List every line of the items that contains the word "objects", matching its case exactly.
** start of The data **
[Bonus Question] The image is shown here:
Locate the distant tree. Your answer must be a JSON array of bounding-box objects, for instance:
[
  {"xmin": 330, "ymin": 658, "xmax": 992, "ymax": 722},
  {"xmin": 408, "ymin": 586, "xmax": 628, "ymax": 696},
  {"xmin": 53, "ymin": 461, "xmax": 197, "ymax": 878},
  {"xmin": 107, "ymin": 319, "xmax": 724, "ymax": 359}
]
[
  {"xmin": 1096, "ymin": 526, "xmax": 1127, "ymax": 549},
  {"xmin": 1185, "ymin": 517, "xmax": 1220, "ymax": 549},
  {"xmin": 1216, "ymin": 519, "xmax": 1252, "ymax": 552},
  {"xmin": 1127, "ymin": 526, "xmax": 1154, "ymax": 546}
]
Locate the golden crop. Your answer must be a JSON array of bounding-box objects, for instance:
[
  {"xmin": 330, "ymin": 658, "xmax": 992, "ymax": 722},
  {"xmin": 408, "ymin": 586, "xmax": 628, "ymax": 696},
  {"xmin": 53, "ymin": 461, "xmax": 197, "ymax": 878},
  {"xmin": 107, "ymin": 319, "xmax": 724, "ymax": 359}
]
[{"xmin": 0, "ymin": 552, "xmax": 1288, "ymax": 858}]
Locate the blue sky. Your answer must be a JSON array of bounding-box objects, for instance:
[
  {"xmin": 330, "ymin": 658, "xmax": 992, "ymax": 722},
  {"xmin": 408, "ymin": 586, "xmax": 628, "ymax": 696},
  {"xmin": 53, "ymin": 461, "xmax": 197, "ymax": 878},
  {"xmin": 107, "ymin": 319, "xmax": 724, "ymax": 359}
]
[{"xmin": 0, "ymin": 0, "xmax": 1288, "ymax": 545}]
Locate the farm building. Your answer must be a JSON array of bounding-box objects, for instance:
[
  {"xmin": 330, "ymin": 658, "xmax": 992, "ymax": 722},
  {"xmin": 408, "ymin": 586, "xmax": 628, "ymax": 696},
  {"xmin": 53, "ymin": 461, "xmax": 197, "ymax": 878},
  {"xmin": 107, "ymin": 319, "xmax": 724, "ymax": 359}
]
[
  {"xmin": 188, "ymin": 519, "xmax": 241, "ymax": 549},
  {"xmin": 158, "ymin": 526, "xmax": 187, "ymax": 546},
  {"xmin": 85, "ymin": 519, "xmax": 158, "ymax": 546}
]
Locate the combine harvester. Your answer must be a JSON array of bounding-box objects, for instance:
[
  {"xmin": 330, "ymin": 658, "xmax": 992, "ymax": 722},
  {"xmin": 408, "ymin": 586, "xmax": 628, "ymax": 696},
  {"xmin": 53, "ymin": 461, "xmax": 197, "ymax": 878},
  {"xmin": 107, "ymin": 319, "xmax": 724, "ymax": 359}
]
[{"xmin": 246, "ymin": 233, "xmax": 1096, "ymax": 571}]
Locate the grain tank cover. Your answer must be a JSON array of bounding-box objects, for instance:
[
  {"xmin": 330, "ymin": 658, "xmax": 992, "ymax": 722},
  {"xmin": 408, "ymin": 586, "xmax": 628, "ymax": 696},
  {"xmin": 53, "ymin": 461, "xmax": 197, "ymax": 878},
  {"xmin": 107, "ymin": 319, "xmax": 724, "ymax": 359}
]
** end of The data **
#### Exercise output:
Locate the distant tree. Your answer must be a JSON array of bounding-box objects, for instance:
Locate the golden crop. Your answer must be a JSON array of bounding-box objects, for instance:
Locate the blue sky. Your answer must be a JSON array of bounding-box objects, for instance:
Locate the farm building. Your answer must be a JSON array of bounding-box objects, for instance:
Locate the combine harvester. Your answer must be a JSON array of bounding-box objects, for instance:
Locate the grain tank cover. Your answer must be a JSON array of bounding-box objects, for instance:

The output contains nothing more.